Direction
Could you rewrite every nonblank line of the data below as a Markdown table with two columns, Index and Entry, numbering the lines in order and leaving out any blank ones?

** begin Entries supplied **

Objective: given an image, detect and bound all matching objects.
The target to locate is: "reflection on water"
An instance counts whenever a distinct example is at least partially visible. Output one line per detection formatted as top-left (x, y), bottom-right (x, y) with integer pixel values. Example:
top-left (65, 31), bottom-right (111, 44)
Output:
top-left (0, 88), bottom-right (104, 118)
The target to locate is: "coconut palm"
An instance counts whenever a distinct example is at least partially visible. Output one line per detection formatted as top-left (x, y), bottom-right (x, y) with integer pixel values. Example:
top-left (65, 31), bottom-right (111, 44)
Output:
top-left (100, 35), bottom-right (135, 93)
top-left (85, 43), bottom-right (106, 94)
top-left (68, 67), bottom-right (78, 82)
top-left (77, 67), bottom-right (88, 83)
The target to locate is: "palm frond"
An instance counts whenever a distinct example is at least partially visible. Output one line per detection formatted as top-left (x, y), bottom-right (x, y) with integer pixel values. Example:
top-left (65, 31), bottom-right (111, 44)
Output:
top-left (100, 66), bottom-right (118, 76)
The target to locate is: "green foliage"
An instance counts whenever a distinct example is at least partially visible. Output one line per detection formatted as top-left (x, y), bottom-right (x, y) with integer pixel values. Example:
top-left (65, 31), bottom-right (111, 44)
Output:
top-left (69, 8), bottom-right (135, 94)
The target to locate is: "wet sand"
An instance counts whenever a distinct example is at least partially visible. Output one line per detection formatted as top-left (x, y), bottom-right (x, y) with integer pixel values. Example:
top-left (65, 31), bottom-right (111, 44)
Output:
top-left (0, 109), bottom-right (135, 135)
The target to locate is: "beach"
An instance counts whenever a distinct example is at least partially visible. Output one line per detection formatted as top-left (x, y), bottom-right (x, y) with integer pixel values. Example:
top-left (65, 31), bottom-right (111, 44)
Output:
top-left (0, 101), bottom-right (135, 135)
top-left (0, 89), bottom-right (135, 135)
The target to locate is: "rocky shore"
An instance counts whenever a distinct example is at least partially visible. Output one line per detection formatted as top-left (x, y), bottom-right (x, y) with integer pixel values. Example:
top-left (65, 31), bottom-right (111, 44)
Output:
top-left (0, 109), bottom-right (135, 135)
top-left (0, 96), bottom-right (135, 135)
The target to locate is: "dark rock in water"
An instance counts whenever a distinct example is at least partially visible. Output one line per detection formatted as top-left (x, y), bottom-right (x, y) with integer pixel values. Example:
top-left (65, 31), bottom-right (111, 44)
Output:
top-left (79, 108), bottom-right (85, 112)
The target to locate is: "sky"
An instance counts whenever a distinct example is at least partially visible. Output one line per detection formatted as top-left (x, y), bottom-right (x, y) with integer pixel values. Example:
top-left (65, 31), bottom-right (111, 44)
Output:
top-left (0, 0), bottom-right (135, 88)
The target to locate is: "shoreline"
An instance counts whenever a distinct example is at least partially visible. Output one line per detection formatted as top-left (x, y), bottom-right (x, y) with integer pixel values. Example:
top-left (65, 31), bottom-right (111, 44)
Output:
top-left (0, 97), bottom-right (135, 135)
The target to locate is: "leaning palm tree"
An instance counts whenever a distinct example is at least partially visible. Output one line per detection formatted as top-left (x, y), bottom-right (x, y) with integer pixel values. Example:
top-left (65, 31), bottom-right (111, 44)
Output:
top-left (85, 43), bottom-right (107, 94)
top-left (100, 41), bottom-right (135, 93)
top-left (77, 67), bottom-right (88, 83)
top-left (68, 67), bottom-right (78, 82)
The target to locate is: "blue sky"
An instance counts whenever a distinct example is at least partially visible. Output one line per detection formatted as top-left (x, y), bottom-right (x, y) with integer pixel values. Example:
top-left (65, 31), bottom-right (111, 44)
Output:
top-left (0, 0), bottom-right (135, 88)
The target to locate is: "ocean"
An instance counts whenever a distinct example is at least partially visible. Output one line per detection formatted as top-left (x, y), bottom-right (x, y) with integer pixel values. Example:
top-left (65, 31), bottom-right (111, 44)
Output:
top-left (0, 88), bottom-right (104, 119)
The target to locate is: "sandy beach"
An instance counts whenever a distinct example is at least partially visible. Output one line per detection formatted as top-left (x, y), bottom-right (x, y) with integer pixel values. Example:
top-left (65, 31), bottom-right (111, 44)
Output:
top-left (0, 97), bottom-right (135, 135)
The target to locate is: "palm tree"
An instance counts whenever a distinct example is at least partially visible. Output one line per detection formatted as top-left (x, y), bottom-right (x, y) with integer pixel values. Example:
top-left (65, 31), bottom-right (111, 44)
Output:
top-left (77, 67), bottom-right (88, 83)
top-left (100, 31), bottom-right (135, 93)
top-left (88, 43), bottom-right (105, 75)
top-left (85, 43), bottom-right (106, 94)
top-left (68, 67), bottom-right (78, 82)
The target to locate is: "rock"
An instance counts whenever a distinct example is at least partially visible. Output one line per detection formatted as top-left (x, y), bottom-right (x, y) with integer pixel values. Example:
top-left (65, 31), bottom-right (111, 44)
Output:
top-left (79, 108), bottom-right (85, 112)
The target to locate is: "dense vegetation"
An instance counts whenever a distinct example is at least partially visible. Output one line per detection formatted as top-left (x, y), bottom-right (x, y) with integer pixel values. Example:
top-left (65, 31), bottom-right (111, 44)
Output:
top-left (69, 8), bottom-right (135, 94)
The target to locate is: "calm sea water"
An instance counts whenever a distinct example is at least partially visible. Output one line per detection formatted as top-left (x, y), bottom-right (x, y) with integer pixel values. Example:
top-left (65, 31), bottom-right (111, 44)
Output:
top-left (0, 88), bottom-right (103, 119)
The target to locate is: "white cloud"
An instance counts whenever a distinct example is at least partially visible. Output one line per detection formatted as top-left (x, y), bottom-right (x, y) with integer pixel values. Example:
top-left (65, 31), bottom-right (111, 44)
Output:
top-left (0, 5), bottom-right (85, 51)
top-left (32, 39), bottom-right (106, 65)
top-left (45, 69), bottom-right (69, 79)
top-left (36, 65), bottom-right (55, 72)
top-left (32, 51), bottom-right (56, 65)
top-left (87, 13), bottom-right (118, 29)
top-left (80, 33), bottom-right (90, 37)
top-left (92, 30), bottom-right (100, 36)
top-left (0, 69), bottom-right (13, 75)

** end Entries supplied **

Task solution
| Index | Entry |
|---|---|
| 1 | Objective: given an image, detect and bound all matching objects. |
| 2 | The target to locate is: "reflection on water" |
| 3 | An instance counts whenever a distinct example is at least partially visible. Output one line per detection formatted as top-left (x, y), bottom-right (x, y) with integer pixel values. Example: |
| 4 | top-left (65, 31), bottom-right (111, 44) |
| 5 | Output: |
| 6 | top-left (0, 88), bottom-right (104, 118) |
| 7 | The target to locate is: "coconut palm" |
| 8 | An instance counts whenever a distinct example is at least partially visible. Output one line per detection formatted as top-left (x, y), bottom-right (x, y) with integer pixel values. Example: |
| 9 | top-left (65, 31), bottom-right (111, 44) |
| 10 | Output: |
| 11 | top-left (100, 35), bottom-right (135, 93) |
| 12 | top-left (85, 43), bottom-right (106, 94) |
| 13 | top-left (68, 67), bottom-right (78, 82) |
| 14 | top-left (77, 67), bottom-right (88, 83) |
| 15 | The target to locate is: "palm frond" |
| 16 | An instance counts whenever a distinct example is at least partially visible. Output one line per detection formatted as top-left (x, y), bottom-right (x, y) with integer pixel values. Example: |
| 17 | top-left (65, 31), bottom-right (111, 44) |
| 18 | Output: |
| 19 | top-left (100, 66), bottom-right (118, 76) |
| 20 | The target to locate is: "green foliage" |
| 21 | An instance counts whenever a distinct example is at least partially visible. Output one line per detection formatted as top-left (x, y), bottom-right (x, y) with integer pixel values. Example: |
| 22 | top-left (65, 31), bottom-right (111, 44) |
| 23 | Output: |
| 24 | top-left (69, 8), bottom-right (135, 94) |
| 25 | The target to locate is: "wet sand" |
| 26 | An instance counts whenever a distinct example is at least partially visible. Output one line per detection formatted as top-left (x, y), bottom-right (x, y) with integer pixel values. Example: |
| 27 | top-left (65, 31), bottom-right (111, 44) |
| 28 | Output: |
| 29 | top-left (0, 109), bottom-right (135, 135) |
| 30 | The target to locate is: "beach" |
| 31 | An instance counts whenever a distinct example is at least partially visible. Output one line per detection formatted as top-left (x, y), bottom-right (x, y) with integer pixel values. Example: |
| 32 | top-left (65, 31), bottom-right (111, 44) |
| 33 | Output: |
| 34 | top-left (0, 101), bottom-right (135, 135) |
| 35 | top-left (0, 89), bottom-right (135, 135) |
| 36 | The target to locate is: "rocky shore" |
| 37 | An instance counts whenever a distinct example is at least partially visible. Output one line per detection formatted as top-left (x, y), bottom-right (x, y) with integer pixel values. Example: |
| 38 | top-left (65, 31), bottom-right (111, 44) |
| 39 | Output: |
| 40 | top-left (0, 109), bottom-right (135, 135) |
| 41 | top-left (0, 96), bottom-right (135, 135) |
| 42 | The target to locate is: "dark rock in water" |
| 43 | An instance counts whenever a distinct example is at least partially visible. Output one line per detection formatted as top-left (x, y), bottom-right (x, y) with integer pixel values. Example: |
| 44 | top-left (65, 31), bottom-right (111, 44) |
| 45 | Output: |
| 46 | top-left (79, 108), bottom-right (85, 112) |
| 47 | The target to locate is: "sky" |
| 48 | An instance counts whenever a distinct example is at least partially visible. Output one line per detection formatted as top-left (x, y), bottom-right (x, y) with integer pixel values. Example: |
| 49 | top-left (65, 31), bottom-right (111, 44) |
| 50 | Output: |
| 51 | top-left (0, 0), bottom-right (135, 88) |
| 52 | The target to locate is: "shoreline" |
| 53 | An instance counts whenever a distinct example is at least partially visible. Output one line per detection formatted as top-left (x, y), bottom-right (x, y) with integer pixel values. Example: |
| 54 | top-left (65, 31), bottom-right (111, 44) |
| 55 | Output: |
| 56 | top-left (0, 97), bottom-right (135, 135) |
| 57 | The target to locate is: "leaning palm tree" |
| 58 | An instance counts whenever a distinct example is at least partially visible. Output one line per detection formatted as top-left (x, y), bottom-right (x, y) with integer pixel values. Example: |
| 59 | top-left (65, 31), bottom-right (111, 44) |
| 60 | Output: |
| 61 | top-left (85, 43), bottom-right (107, 94) |
| 62 | top-left (100, 41), bottom-right (135, 93) |
| 63 | top-left (77, 67), bottom-right (88, 83) |
| 64 | top-left (68, 67), bottom-right (78, 82) |
| 65 | The target to locate is: "blue sky" |
| 66 | An instance counts whenever a distinct example is at least partially visible. Output one line per detection formatted as top-left (x, y), bottom-right (x, y) with integer pixel values. Example: |
| 67 | top-left (65, 31), bottom-right (111, 44) |
| 68 | Output: |
| 69 | top-left (0, 0), bottom-right (135, 88) |
| 70 | The target to locate is: "ocean" |
| 71 | An instance counts whenever a distinct example is at least partially visible. Output one line per detection formatted as top-left (x, y), bottom-right (x, y) with integer pixel values. Example: |
| 72 | top-left (65, 31), bottom-right (111, 44) |
| 73 | Output: |
| 74 | top-left (0, 88), bottom-right (104, 119) |
| 75 | The target to locate is: "sandy beach" |
| 76 | An instance counts whenever a distinct example is at least partially visible. Output one line per detection formatted as top-left (x, y), bottom-right (x, y) with integer pixel values. Example: |
| 77 | top-left (65, 31), bottom-right (111, 44) |
| 78 | Output: |
| 79 | top-left (0, 97), bottom-right (135, 135) |
| 80 | The target to locate is: "palm tree" |
| 81 | An instance counts whenever a distinct example is at least partially visible. Output one line per detection formatted as top-left (x, y), bottom-right (x, y) with integer pixel values. Example: |
| 82 | top-left (65, 31), bottom-right (111, 44) |
| 83 | Output: |
| 84 | top-left (77, 67), bottom-right (88, 83) |
| 85 | top-left (100, 31), bottom-right (135, 93) |
| 86 | top-left (88, 43), bottom-right (105, 75) |
| 87 | top-left (85, 43), bottom-right (106, 94) |
| 88 | top-left (68, 67), bottom-right (78, 82) |
| 89 | The target to locate is: "rock" |
| 90 | An instance counts whenever a distinct example is at least partially visible. Output one line per detection formatted as top-left (x, y), bottom-right (x, y) with integer pixel values. Example: |
| 91 | top-left (65, 31), bottom-right (111, 44) |
| 92 | Output: |
| 93 | top-left (79, 108), bottom-right (85, 112) |
| 94 | The target to locate is: "dense vegetation" |
| 95 | An instance counts whenever a distinct example is at least partially visible. Output one line per detection formatted as top-left (x, y), bottom-right (x, y) with integer pixel values. Example: |
| 96 | top-left (65, 31), bottom-right (111, 44) |
| 97 | Output: |
| 98 | top-left (69, 8), bottom-right (135, 94) |
| 99 | The target to locate is: "calm sea water" |
| 100 | An instance counts whenever a distinct example is at least partially visible. Output one line per detection formatted as top-left (x, y), bottom-right (x, y) with integer pixel values. Example: |
| 101 | top-left (65, 31), bottom-right (111, 44) |
| 102 | Output: |
| 103 | top-left (0, 88), bottom-right (103, 119) |
| 104 | The target to locate is: "white cloud" |
| 105 | An instance counts whenever a distinct example is at least partially visible. Output one line per detection formatted as top-left (x, y), bottom-right (x, y) with integer pixel values. Example: |
| 106 | top-left (65, 31), bottom-right (111, 44) |
| 107 | Output: |
| 108 | top-left (0, 5), bottom-right (85, 51) |
| 109 | top-left (32, 39), bottom-right (106, 65) |
| 110 | top-left (45, 69), bottom-right (69, 79) |
| 111 | top-left (36, 65), bottom-right (55, 72) |
| 112 | top-left (32, 51), bottom-right (56, 65) |
| 113 | top-left (87, 13), bottom-right (118, 29) |
| 114 | top-left (80, 33), bottom-right (90, 37) |
| 115 | top-left (92, 30), bottom-right (100, 36) |
| 116 | top-left (0, 69), bottom-right (13, 75) |